> **INSTRUCTIONS FOR THE TASK**:
Your answer is the lines below, exactly, from the one that contains "Place a dot on every instance of the bare" through the one that contains "Place a dot on every instance of the plaid", both included.

> **WORKING DATA**:
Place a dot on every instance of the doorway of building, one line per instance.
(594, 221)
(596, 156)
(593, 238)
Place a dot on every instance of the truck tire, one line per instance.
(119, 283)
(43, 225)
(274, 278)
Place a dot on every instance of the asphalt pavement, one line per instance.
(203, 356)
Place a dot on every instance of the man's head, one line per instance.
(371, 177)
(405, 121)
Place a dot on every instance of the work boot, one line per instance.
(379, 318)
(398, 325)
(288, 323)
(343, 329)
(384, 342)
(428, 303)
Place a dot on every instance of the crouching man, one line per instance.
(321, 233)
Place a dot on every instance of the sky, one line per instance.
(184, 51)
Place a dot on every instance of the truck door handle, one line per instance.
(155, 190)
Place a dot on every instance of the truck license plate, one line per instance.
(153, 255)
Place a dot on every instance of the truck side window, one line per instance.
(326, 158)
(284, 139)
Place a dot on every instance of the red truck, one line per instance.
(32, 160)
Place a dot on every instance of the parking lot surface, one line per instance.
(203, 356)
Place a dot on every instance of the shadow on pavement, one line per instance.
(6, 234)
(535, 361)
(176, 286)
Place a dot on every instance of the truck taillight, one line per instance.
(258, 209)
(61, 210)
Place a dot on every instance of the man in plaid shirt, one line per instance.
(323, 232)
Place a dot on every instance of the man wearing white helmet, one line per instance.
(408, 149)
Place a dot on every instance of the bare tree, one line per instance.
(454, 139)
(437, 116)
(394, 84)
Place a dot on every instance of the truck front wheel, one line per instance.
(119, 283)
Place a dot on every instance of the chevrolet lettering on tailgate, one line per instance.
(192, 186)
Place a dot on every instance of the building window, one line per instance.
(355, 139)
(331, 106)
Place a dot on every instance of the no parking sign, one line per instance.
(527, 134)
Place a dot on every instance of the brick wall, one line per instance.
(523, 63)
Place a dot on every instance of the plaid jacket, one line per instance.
* * *
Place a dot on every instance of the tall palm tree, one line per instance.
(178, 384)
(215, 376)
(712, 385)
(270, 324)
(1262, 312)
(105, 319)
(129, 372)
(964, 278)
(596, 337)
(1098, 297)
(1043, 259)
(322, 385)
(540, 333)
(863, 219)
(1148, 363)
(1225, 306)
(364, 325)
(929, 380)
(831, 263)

> **FINISHED EXERCISE**:
Place a dot on every instance of the bare tree, one line per instance.
(454, 139)
(437, 116)
(394, 84)
Place a dot on every instance of the truck front wheel, one line per instance.
(119, 283)
Place a dot on every instance of the chevrolet lettering on tailgate, one line per instance.
(192, 186)
Place a dot on every instance of the building window, one line per instance.
(355, 139)
(331, 106)
Place a dot on every instance of the no parking sign, one line per instance.
(527, 134)
Place a dot on every instance of the brick wall, one line per instance.
(523, 63)
Place a dot on every instance of the plaid jacket, one line per instance.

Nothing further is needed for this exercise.